DATA RECORDS: Begin

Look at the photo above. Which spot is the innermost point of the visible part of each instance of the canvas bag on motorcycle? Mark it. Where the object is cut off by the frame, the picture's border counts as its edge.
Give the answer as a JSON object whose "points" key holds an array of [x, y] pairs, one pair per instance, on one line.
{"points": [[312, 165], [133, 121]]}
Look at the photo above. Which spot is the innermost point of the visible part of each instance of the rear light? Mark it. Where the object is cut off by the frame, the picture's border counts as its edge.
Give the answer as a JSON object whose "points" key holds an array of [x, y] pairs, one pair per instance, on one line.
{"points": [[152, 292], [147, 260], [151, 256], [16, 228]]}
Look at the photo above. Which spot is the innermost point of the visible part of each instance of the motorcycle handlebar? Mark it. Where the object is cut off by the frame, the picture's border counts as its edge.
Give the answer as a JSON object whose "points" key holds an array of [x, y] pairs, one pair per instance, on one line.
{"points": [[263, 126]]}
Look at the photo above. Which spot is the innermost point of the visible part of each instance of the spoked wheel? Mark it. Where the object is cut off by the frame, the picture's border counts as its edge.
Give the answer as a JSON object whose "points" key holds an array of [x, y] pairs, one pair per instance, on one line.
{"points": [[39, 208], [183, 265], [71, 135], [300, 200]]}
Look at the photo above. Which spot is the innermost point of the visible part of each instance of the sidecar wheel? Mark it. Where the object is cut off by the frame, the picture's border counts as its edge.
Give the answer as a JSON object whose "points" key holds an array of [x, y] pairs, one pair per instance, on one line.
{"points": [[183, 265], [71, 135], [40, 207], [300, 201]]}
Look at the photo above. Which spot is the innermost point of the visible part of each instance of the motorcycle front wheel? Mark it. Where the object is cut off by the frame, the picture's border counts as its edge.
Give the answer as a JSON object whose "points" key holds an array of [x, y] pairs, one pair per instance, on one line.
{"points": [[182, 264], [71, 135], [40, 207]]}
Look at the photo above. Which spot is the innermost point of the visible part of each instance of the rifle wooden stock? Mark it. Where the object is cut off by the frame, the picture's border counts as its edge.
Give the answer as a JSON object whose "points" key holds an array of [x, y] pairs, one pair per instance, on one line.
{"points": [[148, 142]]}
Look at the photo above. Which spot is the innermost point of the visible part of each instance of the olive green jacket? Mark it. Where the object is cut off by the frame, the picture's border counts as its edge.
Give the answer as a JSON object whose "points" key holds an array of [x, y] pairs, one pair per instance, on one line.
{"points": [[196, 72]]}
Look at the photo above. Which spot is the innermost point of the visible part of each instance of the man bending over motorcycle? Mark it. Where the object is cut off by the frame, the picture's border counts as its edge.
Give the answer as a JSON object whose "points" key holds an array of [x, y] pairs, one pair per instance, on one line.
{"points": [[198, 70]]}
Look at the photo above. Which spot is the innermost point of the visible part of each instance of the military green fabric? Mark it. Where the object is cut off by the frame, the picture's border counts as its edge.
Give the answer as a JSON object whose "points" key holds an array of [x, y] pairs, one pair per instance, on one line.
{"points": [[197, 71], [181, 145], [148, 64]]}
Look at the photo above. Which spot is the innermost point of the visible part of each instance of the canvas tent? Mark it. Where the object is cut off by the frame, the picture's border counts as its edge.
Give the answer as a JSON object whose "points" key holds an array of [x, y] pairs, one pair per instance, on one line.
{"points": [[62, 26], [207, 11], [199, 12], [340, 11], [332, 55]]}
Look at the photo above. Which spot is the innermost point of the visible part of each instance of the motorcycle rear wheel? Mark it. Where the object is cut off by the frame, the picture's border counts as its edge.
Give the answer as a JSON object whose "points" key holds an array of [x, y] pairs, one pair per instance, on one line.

DATA RECORDS: End

#### TASK INSTRUCTIONS
Extract every line from the one containing "the motorcycle rear" through the last line of the data, inclusive, exactly as written.

#### ANSWER TO THE EXERCISE
Look at the photo above. Which spot is the innermost point of the visible part of each instance of the motorcycle rear wheel? Mark it. Where the object is cut off by the frame, the picture's border counts as its edge.
Give the answer as a JSON object whose "points" key holds an array of [x, y] pairs, one pair per instance, on one line.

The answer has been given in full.